▶ _REQUEST_: Please revise the records below by changing every "Mark each instance" to "Mark every instance" and leaving everything else untouched.

▶ _SOURCE MATERIAL_:
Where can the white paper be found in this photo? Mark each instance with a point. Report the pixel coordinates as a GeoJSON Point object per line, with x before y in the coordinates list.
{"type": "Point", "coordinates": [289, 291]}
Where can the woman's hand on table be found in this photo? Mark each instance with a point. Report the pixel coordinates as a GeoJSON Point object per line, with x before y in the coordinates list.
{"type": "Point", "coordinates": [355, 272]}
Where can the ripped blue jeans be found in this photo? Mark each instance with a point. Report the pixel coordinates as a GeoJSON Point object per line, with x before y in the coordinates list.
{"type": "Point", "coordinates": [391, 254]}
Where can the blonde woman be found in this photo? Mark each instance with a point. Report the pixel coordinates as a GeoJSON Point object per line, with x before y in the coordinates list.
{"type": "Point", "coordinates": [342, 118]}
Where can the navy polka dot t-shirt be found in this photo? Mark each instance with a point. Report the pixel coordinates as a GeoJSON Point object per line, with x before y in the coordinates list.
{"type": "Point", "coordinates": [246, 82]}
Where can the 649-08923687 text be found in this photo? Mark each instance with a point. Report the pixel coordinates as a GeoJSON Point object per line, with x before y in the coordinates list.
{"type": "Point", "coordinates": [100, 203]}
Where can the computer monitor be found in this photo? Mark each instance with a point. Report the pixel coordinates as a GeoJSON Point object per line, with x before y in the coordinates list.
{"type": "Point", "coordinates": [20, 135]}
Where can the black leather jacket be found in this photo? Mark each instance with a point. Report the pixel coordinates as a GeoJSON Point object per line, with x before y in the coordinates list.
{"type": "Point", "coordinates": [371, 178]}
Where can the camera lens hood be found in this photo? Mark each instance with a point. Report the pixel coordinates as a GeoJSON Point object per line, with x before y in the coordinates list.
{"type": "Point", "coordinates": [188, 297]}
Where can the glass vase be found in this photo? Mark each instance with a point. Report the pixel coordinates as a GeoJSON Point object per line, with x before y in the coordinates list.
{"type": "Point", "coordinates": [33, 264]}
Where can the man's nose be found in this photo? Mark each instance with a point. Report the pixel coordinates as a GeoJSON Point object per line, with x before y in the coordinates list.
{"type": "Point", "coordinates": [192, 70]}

▶ _THE SOLUTION_:
Where can the white paper be found in this photo? Mark every instance with a point. Report the pixel coordinates as a GeoJSON Point object per line, with x before y in the coordinates list.
{"type": "Point", "coordinates": [289, 291]}
Where can the woman's hand on table be found in this photo? Mark every instance with a point. Report the pixel coordinates as a GeoJSON Point object per line, with x before y in the coordinates list.
{"type": "Point", "coordinates": [355, 272]}
Where can the ripped blue jeans be found in this photo? Mark every instance with a point. Report the pixel coordinates as a GeoJSON Point object per line, with x before y in the coordinates list.
{"type": "Point", "coordinates": [391, 254]}
Where can the blonde woman be found in this photo? Mark every instance with a point. Report the pixel coordinates as a GeoJSON Point object per line, with x before y in the coordinates list.
{"type": "Point", "coordinates": [342, 118]}
Where can the navy polka dot t-shirt be found in this photo? Mark every instance with a point. Report the pixel coordinates as a GeoJSON Point object per line, with x before y in the coordinates list.
{"type": "Point", "coordinates": [246, 82]}
Where can the 649-08923687 text be found in this photo? Mark every instance with a point. Report the pixel coordinates as a GeoJSON Point object per line, with x before y in the coordinates list.
{"type": "Point", "coordinates": [100, 203]}
Where can the computer monitor be found in this photo? Mark every instance with a point. Report the pixel coordinates as a GeoJSON Point object per line, with x before y in the coordinates list.
{"type": "Point", "coordinates": [20, 135]}
Where can the black leather jacket be found in this photo? Mark every instance with a point. Report the pixel coordinates as a GeoJSON Point object per line, with x before y in the coordinates list.
{"type": "Point", "coordinates": [371, 178]}
Where can the camera lens hood be found in this photo? Mark every instance with a point. Report the pixel coordinates as a GeoJSON Point object per line, with x before y in the coordinates list.
{"type": "Point", "coordinates": [188, 297]}
Where can the glass vase be found in this photo? Mark every instance with a point. Report the pixel coordinates as a GeoJSON Point object per line, with x before y in the coordinates list.
{"type": "Point", "coordinates": [33, 264]}
Where can the man's nose be found in this photo? Mark every instance with a point. Report the pixel coordinates as a GeoJSON Point object per line, with x before y in the coordinates list.
{"type": "Point", "coordinates": [192, 70]}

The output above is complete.